Job :: Please write the next part of the forum thread about Canadian use of the M36 Jackson tank destroyer, continuing from its last sentence.

# M36 Jackson WW2-era tank destroyer- Canadian service?



## CougarKing (28 Aug 2014)

Anyone familiar with armoured history of the Second World War would know that the Canadian Army used M10 Achilles tank destroyers in Europe during that time. 

Still, does anyone here know if the Canadian Army used the successor tank destroyer called M36 Jackson? I did an exhaustive search on this site as well as  on other sites, but to no avail. 

It does say the following on wikipedia entry for the M36 Jackson, but not all wiki entries are reliable, as we all know:



> Operators:
> 
> USA: US Army Main Operator
> Bosnia: Bosnian Army used them as part of the Balkan Wars of the 1990s
> ...



Given the need to maintain commonality with the British Army when it came to using the same equipment at the time, wouldn't it be strange that the Jackson was used by the Canadian Army and not by the Brits? That's another reason why I am reluctant to believe what the wiki entry says.

Stored rows ::
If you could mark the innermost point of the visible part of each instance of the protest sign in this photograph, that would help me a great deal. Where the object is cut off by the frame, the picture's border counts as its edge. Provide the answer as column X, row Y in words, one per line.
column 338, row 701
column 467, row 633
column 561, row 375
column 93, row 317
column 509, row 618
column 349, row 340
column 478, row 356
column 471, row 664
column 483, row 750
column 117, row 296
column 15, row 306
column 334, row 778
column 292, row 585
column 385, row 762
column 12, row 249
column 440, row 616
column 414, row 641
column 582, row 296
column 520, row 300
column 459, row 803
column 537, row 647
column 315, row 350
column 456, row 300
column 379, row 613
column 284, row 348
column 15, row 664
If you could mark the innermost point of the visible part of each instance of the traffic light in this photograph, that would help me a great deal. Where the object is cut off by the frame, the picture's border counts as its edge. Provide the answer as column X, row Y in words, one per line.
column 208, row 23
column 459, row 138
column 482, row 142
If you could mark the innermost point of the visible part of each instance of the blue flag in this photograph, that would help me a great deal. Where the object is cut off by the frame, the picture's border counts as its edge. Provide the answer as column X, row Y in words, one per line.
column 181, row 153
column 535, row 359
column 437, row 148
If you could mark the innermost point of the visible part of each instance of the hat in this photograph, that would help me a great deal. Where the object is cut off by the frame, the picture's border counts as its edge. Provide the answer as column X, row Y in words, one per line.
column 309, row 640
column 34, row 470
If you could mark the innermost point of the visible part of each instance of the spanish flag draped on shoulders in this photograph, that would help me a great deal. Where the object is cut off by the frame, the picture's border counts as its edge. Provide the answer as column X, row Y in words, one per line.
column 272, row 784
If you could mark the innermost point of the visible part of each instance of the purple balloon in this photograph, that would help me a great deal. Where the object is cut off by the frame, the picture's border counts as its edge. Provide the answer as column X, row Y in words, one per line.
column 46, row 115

---

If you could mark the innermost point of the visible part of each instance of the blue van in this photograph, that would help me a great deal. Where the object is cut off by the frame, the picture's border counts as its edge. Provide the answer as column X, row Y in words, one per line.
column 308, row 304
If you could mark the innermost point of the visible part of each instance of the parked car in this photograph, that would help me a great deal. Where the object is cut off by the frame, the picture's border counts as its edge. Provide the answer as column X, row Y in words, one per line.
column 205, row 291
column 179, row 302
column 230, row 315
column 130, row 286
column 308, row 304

Task output ::
Anyone who has information that could further shed light on this would be a great help.  

(A picture of an M36, which is similar in profile to Sherman tanks.)


----------



## Colin Parkinson (28 Aug 2014)

First I have heard about it. It's possible it took part in post-war trials in Canada


----------



## McG (28 Aug 2014)

I believe the pacific force that was being built at war's end was intended to have more in common with the US as compared to the European theatre.  Could we have had this vehicle with the intent of using it against Japan?


----------



## MilEME09 (29 Aug 2014)

MCG said:
			
		

> I believe the pacific force that was being built at war's end was intended to have more in common with the US as compared to the European theatre.  Could we have had this vehicle with the intent of using it against Japan?



Perfectly possible, Remember that the original plan for Operation Downfall (invasion of the Japanese home islands) had handed Canada the Objective of Tokyo, and perhaps the War Department of the time wanted as much in common with the US as possible for reason of spare parts and replacement vehicles.


----------



## Lightguns (29 Aug 2014)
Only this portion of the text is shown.